Task inputs START

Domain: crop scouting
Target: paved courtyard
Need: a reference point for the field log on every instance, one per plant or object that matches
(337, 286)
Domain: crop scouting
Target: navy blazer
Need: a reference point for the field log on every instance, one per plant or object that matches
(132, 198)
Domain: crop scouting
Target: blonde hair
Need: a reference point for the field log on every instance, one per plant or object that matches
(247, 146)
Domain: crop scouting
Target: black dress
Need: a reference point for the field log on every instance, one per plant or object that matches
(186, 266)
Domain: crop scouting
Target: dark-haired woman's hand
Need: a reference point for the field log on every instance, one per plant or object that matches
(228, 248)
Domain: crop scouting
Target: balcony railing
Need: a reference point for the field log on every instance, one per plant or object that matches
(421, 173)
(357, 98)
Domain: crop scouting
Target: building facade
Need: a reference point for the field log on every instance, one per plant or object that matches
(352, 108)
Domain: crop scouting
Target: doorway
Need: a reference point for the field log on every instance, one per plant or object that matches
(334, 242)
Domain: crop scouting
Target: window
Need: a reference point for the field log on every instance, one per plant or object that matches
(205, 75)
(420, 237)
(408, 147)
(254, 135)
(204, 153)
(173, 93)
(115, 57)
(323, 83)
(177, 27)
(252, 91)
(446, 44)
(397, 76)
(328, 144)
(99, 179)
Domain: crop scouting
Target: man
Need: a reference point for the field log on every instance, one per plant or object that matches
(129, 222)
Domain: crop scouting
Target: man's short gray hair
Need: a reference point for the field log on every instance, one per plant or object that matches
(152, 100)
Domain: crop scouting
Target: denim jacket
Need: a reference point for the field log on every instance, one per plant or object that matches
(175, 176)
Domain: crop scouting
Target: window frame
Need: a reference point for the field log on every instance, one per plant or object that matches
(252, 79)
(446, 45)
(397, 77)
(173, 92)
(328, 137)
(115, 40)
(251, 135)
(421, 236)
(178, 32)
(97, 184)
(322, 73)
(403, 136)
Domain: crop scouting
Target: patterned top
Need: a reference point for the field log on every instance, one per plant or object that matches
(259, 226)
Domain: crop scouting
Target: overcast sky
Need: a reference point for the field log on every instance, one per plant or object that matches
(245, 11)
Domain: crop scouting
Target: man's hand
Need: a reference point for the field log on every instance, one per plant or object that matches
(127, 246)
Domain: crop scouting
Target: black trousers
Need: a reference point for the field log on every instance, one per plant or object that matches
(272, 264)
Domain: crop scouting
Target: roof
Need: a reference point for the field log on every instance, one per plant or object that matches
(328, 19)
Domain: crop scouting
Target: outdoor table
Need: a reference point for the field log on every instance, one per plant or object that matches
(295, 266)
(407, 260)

Task inputs END

### Exercise instructions
Everything from the first line of the records above to the line containing "Target: black dress", inclusive, should be repeated exactly; leave out the rest.

### Task result
Domain: crop scouting
Target: paved courtyard
Need: a reference point for the field log on every instance, one per plant or object that matches
(337, 286)
Domain: crop scouting
Target: navy blazer
Need: a reference point for the field log on every instance, one per plant or object that matches
(132, 198)
Domain: crop scouting
Target: blonde hair
Need: a reference point for the field log on every instance, one per plant or object that matches
(247, 146)
Domain: crop scouting
Target: black dress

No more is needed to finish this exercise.